== MATERIALE PRESENTATO ==
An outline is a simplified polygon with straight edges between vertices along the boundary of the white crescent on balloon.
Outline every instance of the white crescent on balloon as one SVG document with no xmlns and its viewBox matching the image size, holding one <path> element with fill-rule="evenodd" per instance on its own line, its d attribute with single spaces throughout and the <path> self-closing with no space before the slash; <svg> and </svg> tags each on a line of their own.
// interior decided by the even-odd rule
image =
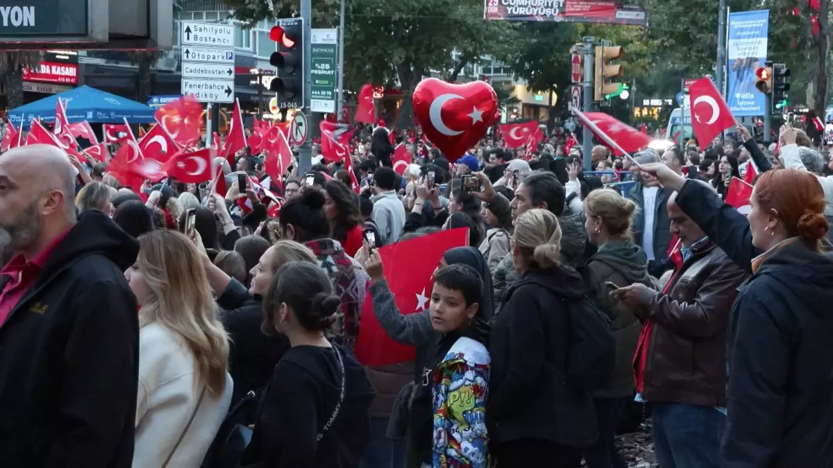
<svg viewBox="0 0 833 468">
<path fill-rule="evenodd" d="M 202 159 L 202 157 L 200 157 L 198 156 L 191 156 L 191 157 L 188 157 L 186 159 L 186 161 L 187 161 L 187 160 L 192 160 L 192 161 L 194 161 L 195 162 L 197 162 L 197 170 L 194 171 L 193 172 L 188 171 L 188 175 L 189 176 L 198 176 L 199 174 L 202 174 L 202 173 L 205 172 L 206 167 L 207 166 L 207 164 L 206 164 L 206 160 L 205 159 Z"/>
<path fill-rule="evenodd" d="M 149 142 L 147 142 L 147 144 L 145 145 L 145 147 L 147 148 L 151 145 L 152 145 L 153 142 L 158 142 L 159 147 L 162 147 L 162 152 L 164 153 L 167 153 L 167 140 L 166 140 L 164 137 L 162 137 L 162 135 L 154 136 L 152 138 L 150 139 Z"/>
<path fill-rule="evenodd" d="M 706 102 L 709 106 L 711 106 L 711 118 L 709 122 L 706 122 L 706 125 L 711 125 L 717 120 L 717 117 L 721 116 L 721 108 L 717 106 L 717 101 L 711 96 L 701 96 L 694 100 L 694 103 L 691 104 L 691 108 L 693 109 L 698 102 Z M 700 116 L 697 116 L 697 120 L 700 120 Z"/>
<path fill-rule="evenodd" d="M 431 103 L 431 107 L 428 109 L 428 117 L 431 118 L 431 124 L 434 126 L 434 128 L 437 132 L 442 133 L 443 135 L 447 135 L 449 137 L 454 137 L 462 133 L 462 132 L 457 132 L 456 130 L 451 130 L 446 126 L 446 122 L 442 122 L 442 106 L 446 102 L 451 101 L 451 99 L 462 99 L 462 96 L 457 94 L 446 93 L 441 94 L 434 99 L 434 102 Z"/>
</svg>

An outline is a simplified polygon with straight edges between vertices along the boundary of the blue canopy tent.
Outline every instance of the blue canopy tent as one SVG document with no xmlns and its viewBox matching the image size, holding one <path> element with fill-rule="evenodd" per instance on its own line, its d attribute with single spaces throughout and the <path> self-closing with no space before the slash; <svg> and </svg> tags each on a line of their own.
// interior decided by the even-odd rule
<svg viewBox="0 0 833 468">
<path fill-rule="evenodd" d="M 57 99 L 63 100 L 67 108 L 67 119 L 70 123 L 87 121 L 90 123 L 151 123 L 154 109 L 136 101 L 103 91 L 82 86 L 29 102 L 8 112 L 8 121 L 16 127 L 23 122 L 28 129 L 29 123 L 36 117 L 51 123 L 55 120 Z"/>
</svg>

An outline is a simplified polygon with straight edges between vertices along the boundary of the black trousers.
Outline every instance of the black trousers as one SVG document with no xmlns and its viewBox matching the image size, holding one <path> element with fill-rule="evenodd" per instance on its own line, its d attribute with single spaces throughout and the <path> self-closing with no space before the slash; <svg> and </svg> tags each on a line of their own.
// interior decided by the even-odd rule
<svg viewBox="0 0 833 468">
<path fill-rule="evenodd" d="M 581 466 L 581 449 L 538 439 L 495 444 L 491 453 L 499 468 L 579 468 Z"/>
</svg>

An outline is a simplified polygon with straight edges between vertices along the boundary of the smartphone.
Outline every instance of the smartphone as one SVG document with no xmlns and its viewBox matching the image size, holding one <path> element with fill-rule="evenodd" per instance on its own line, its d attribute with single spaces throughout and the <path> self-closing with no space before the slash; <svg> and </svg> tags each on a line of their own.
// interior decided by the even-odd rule
<svg viewBox="0 0 833 468">
<path fill-rule="evenodd" d="M 464 174 L 460 177 L 463 186 L 463 192 L 480 192 L 480 179 L 472 174 Z"/>
<path fill-rule="evenodd" d="M 197 210 L 191 208 L 186 212 L 185 215 L 185 235 L 189 238 L 194 236 L 194 228 L 197 226 Z"/>
<path fill-rule="evenodd" d="M 373 232 L 372 229 L 365 229 L 362 232 L 364 236 L 365 241 L 367 241 L 367 248 L 375 249 L 376 248 L 376 233 Z"/>
</svg>

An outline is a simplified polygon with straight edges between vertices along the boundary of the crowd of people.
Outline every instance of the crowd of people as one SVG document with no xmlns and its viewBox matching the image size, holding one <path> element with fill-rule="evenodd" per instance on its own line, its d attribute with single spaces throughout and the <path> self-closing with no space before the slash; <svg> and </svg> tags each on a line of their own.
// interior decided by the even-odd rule
<svg viewBox="0 0 833 468">
<path fill-rule="evenodd" d="M 12 149 L 0 466 L 625 468 L 638 408 L 661 468 L 833 466 L 833 177 L 801 131 L 736 135 L 597 146 L 594 173 L 561 132 L 453 162 L 414 138 L 399 174 L 380 127 L 353 174 L 314 148 L 279 204 L 246 148 L 225 196 Z M 743 214 L 723 198 L 749 170 Z M 458 227 L 400 310 L 411 266 L 380 250 Z M 416 358 L 360 361 L 362 311 Z"/>
</svg>

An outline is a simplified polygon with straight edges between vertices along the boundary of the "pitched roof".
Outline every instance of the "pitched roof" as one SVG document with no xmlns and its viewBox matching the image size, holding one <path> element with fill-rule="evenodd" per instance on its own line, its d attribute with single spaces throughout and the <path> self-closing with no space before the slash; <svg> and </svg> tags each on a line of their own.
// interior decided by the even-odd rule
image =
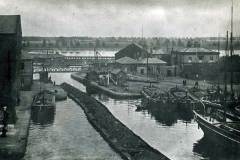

== COMPITO ASSEGNATO ==
Per favore, modifica le righe qui sopra sostituendo "simplified polygon" con "approximate polygon" e lasciando tutto il resto invariato. Nella risposta ometti le immagini.

== RISPOSTA AL COMPITO ==
An outline is a approximate polygon with straight edges between vertices along the boundary of the white crescent on balloon.
Outline every instance of the white crescent on balloon as one SVG document with no xmlns and its viewBox matching the image size, holding one <path> element with fill-rule="evenodd" per instance on its own line, its d attribute with single spaces throughout and the <path> self-closing with no space before the slash; <svg> and </svg> tags each on a line of their own.
// interior decided by the even-odd rule
image =
<svg viewBox="0 0 833 468">
<path fill-rule="evenodd" d="M 202 159 L 202 157 L 200 157 L 198 156 L 191 156 L 191 157 L 188 157 L 186 159 L 186 161 L 187 161 L 187 160 L 192 160 L 192 161 L 194 161 L 195 162 L 197 162 L 197 170 L 194 171 L 193 172 L 188 171 L 188 175 L 189 176 L 198 176 L 199 174 L 202 174 L 202 173 L 205 172 L 206 167 L 207 166 L 207 164 L 206 164 L 206 160 L 205 159 Z"/>
<path fill-rule="evenodd" d="M 149 142 L 147 142 L 147 144 L 145 145 L 145 147 L 147 148 L 151 145 L 152 145 L 153 142 L 158 142 L 159 147 L 162 147 L 162 152 L 164 153 L 167 153 L 167 140 L 166 140 L 164 137 L 162 137 L 162 135 L 154 136 L 152 138 L 150 139 Z"/>
<path fill-rule="evenodd" d="M 706 102 L 709 106 L 711 106 L 711 118 L 709 122 L 706 122 L 706 125 L 711 125 L 717 120 L 717 117 L 721 116 L 721 108 L 717 106 L 717 101 L 711 96 L 701 96 L 694 100 L 694 103 L 691 104 L 691 108 L 693 109 L 698 102 Z M 700 116 L 697 116 L 697 120 L 700 120 Z"/>
<path fill-rule="evenodd" d="M 431 103 L 431 107 L 428 109 L 428 117 L 431 118 L 431 124 L 434 126 L 434 128 L 437 132 L 442 133 L 443 135 L 447 135 L 449 137 L 454 137 L 462 133 L 462 132 L 457 132 L 456 130 L 451 130 L 446 126 L 446 122 L 442 122 L 442 106 L 446 102 L 451 101 L 451 99 L 462 99 L 462 96 L 457 94 L 446 93 L 441 94 L 434 99 L 434 102 Z"/>
</svg>

An outline is a approximate polygon with straight edges between vertices along the boundary of the blue canopy tent.
Outline every instance of the blue canopy tent as one SVG document with no xmlns and its viewBox matching the image size, holding one <path> element with fill-rule="evenodd" per instance on its own line, its d attribute with single spaces throughout and the <path> self-closing with no space before the slash; <svg> and </svg> tags each on a line of their own.
// interior decided by the even-odd rule
<svg viewBox="0 0 833 468">
<path fill-rule="evenodd" d="M 57 99 L 63 100 L 67 108 L 67 119 L 70 123 L 87 121 L 90 123 L 151 123 L 154 109 L 136 101 L 103 91 L 82 86 L 29 102 L 8 112 L 8 121 L 16 127 L 23 122 L 28 129 L 29 123 L 36 117 L 51 123 L 55 120 Z"/>
</svg>

An outline is a approximate polygon with straight edges between vertices along the boundary of the black trousers.
Outline every instance of the black trousers as one SVG document with no xmlns and its viewBox matching the image size, holding one <path> element with fill-rule="evenodd" per instance on its own line, its d attribute with single spaces throughout and the <path> self-closing with no space before the slash; <svg> and </svg> tags each on a line of their own.
// interior decided by the even-odd rule
<svg viewBox="0 0 833 468">
<path fill-rule="evenodd" d="M 581 466 L 581 449 L 538 439 L 495 444 L 491 453 L 499 468 L 579 468 Z"/>
</svg>

An outline is a approximate polygon with straight edges between vertices along the boundary of the smartphone.
Outline every instance of the smartphone as one SVG document with no xmlns and its viewBox matching the image size, holding one <path> element with fill-rule="evenodd" per instance on its own line, its d attribute with single spaces throughout and the <path> self-closing with no space before the slash; <svg> and </svg> tags each on a line of their own.
// interior decided by the even-odd rule
<svg viewBox="0 0 833 468">
<path fill-rule="evenodd" d="M 464 174 L 460 177 L 463 186 L 463 192 L 480 192 L 480 179 L 472 174 Z"/>
<path fill-rule="evenodd" d="M 197 210 L 191 208 L 186 212 L 185 215 L 185 235 L 189 238 L 194 236 L 194 228 L 197 226 Z"/>
<path fill-rule="evenodd" d="M 373 232 L 372 229 L 365 229 L 362 232 L 364 236 L 365 241 L 367 241 L 367 248 L 375 249 L 376 248 L 376 233 Z"/>
</svg>

An outline is a approximate polygon with straight edges between vertices along the boundary of the crowd of people.
Outline every instance of the crowd of people as one SVG document with no xmlns and its viewBox matching the image size, holding one <path> element with fill-rule="evenodd" per instance on its own line, its d attribute with single spaces throughout and the <path> self-closing with no space before the slash; <svg> and </svg> tags each on a line of their own.
// interior decided by the even-odd rule
<svg viewBox="0 0 833 468">
<path fill-rule="evenodd" d="M 12 149 L 0 466 L 625 468 L 638 408 L 661 468 L 833 466 L 833 177 L 801 131 L 736 135 L 597 146 L 594 173 L 561 132 L 453 162 L 414 138 L 399 174 L 380 127 L 353 174 L 314 148 L 279 204 L 246 148 L 225 196 Z M 743 214 L 723 198 L 749 170 Z M 458 227 L 400 310 L 411 266 L 380 250 Z M 416 358 L 360 361 L 362 311 Z"/>
</svg>

An outline is a approximate polygon with straight edges between vertices along the boundary of the "pitched roof".
Outline every instance of the "pitched roof" as one SVG document with no xmlns and its viewBox matching the image size, holding one <path> element with fill-rule="evenodd" per instance on its own line, its d attribute with single spaces throughout and the <path> self-closing with no space before the slash; <svg> and </svg> tags each on a line of their own.
// interior decided by the even-odd rule
image =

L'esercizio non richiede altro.